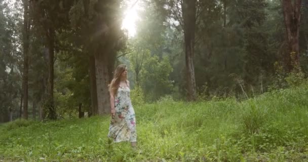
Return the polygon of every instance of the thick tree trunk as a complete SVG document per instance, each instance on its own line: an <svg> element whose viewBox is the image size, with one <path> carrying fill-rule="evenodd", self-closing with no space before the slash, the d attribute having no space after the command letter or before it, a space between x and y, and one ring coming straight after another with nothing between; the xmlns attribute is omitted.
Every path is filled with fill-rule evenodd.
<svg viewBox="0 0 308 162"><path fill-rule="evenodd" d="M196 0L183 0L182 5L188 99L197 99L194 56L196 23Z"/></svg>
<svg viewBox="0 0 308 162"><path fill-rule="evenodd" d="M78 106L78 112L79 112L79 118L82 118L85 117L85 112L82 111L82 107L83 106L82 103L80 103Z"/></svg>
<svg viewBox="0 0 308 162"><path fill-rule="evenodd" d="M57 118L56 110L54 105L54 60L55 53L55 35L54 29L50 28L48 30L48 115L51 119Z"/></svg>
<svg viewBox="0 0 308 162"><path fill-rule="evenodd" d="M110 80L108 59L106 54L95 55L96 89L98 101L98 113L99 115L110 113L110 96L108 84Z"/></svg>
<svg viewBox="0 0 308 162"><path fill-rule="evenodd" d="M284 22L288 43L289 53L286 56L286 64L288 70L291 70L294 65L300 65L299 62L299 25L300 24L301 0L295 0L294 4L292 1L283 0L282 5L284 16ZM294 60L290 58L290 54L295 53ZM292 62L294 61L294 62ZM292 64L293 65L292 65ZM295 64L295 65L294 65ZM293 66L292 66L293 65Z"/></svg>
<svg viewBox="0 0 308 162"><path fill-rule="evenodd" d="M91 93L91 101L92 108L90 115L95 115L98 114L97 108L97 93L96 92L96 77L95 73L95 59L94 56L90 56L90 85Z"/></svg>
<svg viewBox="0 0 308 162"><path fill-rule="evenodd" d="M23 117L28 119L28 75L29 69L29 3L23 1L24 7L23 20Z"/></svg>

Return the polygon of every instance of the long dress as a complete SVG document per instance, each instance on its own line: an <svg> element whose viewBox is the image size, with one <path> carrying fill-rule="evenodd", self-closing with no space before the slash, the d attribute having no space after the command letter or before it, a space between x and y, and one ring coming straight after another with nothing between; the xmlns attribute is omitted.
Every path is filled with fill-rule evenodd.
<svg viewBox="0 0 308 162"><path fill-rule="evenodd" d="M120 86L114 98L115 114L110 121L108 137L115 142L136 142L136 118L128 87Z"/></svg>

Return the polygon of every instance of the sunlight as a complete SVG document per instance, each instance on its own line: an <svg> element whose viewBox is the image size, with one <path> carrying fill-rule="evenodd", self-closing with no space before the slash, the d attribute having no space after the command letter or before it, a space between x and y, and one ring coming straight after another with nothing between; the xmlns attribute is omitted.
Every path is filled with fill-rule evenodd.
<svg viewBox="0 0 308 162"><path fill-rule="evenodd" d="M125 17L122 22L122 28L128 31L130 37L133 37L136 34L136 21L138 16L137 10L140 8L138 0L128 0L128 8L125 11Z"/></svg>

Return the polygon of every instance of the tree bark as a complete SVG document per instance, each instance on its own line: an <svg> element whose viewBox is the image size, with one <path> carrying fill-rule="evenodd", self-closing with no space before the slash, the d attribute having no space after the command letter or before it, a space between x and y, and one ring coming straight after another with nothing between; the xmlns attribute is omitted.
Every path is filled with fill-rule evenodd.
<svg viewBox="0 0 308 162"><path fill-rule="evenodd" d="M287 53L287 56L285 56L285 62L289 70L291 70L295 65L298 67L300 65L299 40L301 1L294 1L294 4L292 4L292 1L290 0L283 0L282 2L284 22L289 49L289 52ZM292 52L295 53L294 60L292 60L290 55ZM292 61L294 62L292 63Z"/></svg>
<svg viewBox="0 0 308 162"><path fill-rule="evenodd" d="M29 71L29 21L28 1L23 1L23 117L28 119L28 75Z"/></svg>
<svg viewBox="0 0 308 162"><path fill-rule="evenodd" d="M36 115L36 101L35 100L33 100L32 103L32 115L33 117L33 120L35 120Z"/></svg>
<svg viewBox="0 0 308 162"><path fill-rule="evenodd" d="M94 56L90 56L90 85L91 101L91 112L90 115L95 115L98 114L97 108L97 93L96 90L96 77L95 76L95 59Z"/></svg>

====

:: WORK INSTRUCTIONS ::
Reproduce all of the material above with "long dress" replaced by "gown" and everything else left unchanged, omitting the pictures.

:: TASK RESPONSE ::
Return the polygon of every instance of the thick tree trunk as a complete SVG document per instance, each instance on its own line: an <svg> element whose viewBox is the image size, with one <path> carrying fill-rule="evenodd", self-closing with no space before the slash, the d attribute having no space after the command letter or before it, a space between x and y, and one ring coming straight after another with nothing between; the xmlns attribute is omitted.
Every path is filled with fill-rule evenodd.
<svg viewBox="0 0 308 162"><path fill-rule="evenodd" d="M196 0L183 0L182 5L188 99L197 99L194 56L196 23Z"/></svg>
<svg viewBox="0 0 308 162"><path fill-rule="evenodd" d="M78 106L78 112L79 112L79 118L82 118L85 117L85 112L82 111L82 107L83 106L82 103L80 103Z"/></svg>
<svg viewBox="0 0 308 162"><path fill-rule="evenodd" d="M57 118L56 110L54 105L54 60L55 53L55 35L54 29L50 28L48 30L48 115L51 119Z"/></svg>
<svg viewBox="0 0 308 162"><path fill-rule="evenodd" d="M110 80L108 59L106 54L95 55L96 89L98 101L98 113L99 115L110 113L110 96L108 84Z"/></svg>
<svg viewBox="0 0 308 162"><path fill-rule="evenodd" d="M284 22L288 43L289 53L286 56L286 64L288 70L291 70L294 65L300 65L299 62L299 25L300 24L301 0L295 0L294 4L292 1L283 0L282 5L284 16ZM294 60L290 58L290 54L295 53ZM292 62L294 61L294 62ZM292 64L293 65L292 65ZM295 64L295 65L294 65ZM293 66L292 66L293 65Z"/></svg>
<svg viewBox="0 0 308 162"><path fill-rule="evenodd" d="M91 93L91 101L92 108L90 115L95 115L98 114L97 108L97 93L96 92L96 77L95 73L95 59L94 56L90 56L90 85Z"/></svg>
<svg viewBox="0 0 308 162"><path fill-rule="evenodd" d="M23 117L28 119L28 75L29 69L29 3L23 1L24 7L23 20Z"/></svg>

Return the polygon of every instance of the gown as a complete SVG document per instance, each instance on its own line: an <svg> element whose viewBox is the image size, with one <path> carrying fill-rule="evenodd", self-closing with no space before the slash, the d attribute having no space after the command letter or before it, a space between x and y, and one ring coming straight after another with nothing between; the xmlns attribute is omitted.
Every path is filled with fill-rule evenodd.
<svg viewBox="0 0 308 162"><path fill-rule="evenodd" d="M120 86L114 98L115 114L110 121L108 137L115 142L136 142L136 118L128 87Z"/></svg>

Return the polygon of every instance of the sunlight as a complete SVG document per instance, each instance on its own line: an <svg> element whose viewBox is the image size, with one <path> carrying fill-rule="evenodd", self-closing with no space before the slash, the d attribute having no space after the command letter or before it, a space between x and y, and one ring coming straight after another with nothing between; the xmlns attribute is omitted.
Every path is filled with fill-rule evenodd.
<svg viewBox="0 0 308 162"><path fill-rule="evenodd" d="M125 17L122 22L122 28L128 31L130 37L133 37L136 34L136 21L138 16L137 10L140 8L138 0L128 0L128 8L125 11Z"/></svg>

Return the polygon of every instance of the tree bark as a complete SVG document per instance, each instance on its own line: an <svg> element whose viewBox is the image size, with one <path> carrying fill-rule="evenodd", self-closing with no space before the slash, the d attribute having no space after the command letter or before it, a space between x and y, and one ring coming straight after another with nothing between; the xmlns attribute is omitted.
Every path is filled with fill-rule evenodd.
<svg viewBox="0 0 308 162"><path fill-rule="evenodd" d="M287 53L287 56L285 56L285 62L289 70L291 70L295 65L298 67L300 65L299 40L301 1L294 1L294 4L292 4L292 1L290 0L283 0L282 2L284 22L289 49L289 52ZM292 52L295 53L294 60L292 60L290 55ZM292 61L294 62L292 63Z"/></svg>
<svg viewBox="0 0 308 162"><path fill-rule="evenodd" d="M29 71L29 21L28 1L23 1L23 117L28 119L28 75Z"/></svg>
<svg viewBox="0 0 308 162"><path fill-rule="evenodd" d="M36 115L36 101L35 100L33 100L32 103L32 115L33 117L33 120L35 120Z"/></svg>
<svg viewBox="0 0 308 162"><path fill-rule="evenodd" d="M94 56L90 56L90 85L91 101L91 112L90 115L95 115L98 114L97 108L97 93L96 90L96 77L95 76L95 59Z"/></svg>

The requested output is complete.